++++ Data entries

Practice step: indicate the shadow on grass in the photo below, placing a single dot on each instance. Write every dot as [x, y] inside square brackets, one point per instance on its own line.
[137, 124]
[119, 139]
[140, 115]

++++++++
++++ Data entries

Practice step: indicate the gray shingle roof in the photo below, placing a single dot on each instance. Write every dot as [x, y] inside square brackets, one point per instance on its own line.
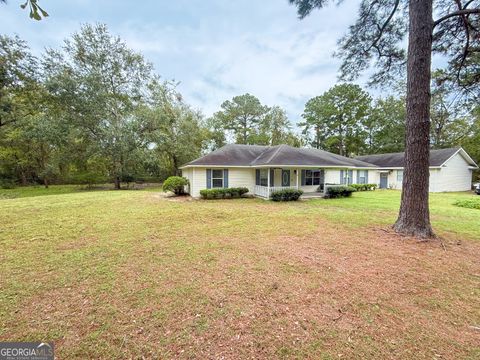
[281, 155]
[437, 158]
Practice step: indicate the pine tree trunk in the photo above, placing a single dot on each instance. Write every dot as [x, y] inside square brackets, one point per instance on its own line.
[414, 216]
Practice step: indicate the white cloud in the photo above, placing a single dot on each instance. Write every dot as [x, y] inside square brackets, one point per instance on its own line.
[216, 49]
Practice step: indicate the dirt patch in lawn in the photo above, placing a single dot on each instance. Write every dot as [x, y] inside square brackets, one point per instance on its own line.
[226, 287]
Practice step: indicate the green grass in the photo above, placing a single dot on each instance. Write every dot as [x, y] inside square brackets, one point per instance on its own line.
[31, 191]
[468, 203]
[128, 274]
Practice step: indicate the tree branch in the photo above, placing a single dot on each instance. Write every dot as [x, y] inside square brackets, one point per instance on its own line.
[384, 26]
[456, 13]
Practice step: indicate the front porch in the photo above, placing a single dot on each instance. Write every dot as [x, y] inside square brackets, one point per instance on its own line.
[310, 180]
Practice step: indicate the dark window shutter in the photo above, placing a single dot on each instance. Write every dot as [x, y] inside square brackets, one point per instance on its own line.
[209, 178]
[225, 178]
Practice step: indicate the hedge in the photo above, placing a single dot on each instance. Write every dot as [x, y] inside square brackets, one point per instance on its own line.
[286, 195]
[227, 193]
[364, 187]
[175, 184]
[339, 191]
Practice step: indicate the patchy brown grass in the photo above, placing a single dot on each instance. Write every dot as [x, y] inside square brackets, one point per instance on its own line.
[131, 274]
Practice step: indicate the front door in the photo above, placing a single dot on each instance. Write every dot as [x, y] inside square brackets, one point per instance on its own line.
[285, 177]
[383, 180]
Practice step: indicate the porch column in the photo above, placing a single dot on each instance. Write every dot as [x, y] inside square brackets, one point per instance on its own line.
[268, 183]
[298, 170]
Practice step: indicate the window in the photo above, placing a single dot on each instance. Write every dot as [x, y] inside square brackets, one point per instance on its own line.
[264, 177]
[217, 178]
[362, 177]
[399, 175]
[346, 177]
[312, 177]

++++++++

> _Request_: Locate every line in the rows above that contains the word "porch" and copy each such line in full. Case counts.

> _Reply_:
Practice step: indicate the front porch in the photo above, placing a single dot on each instance. Write every dot as [x, y] inside square brackets, one point per instance on its own line.
Practice step: indicate the porch column in the photo above, placing a single dot on each instance. Write every dot as [x, y] inside square brackets, one point per instance on its own line.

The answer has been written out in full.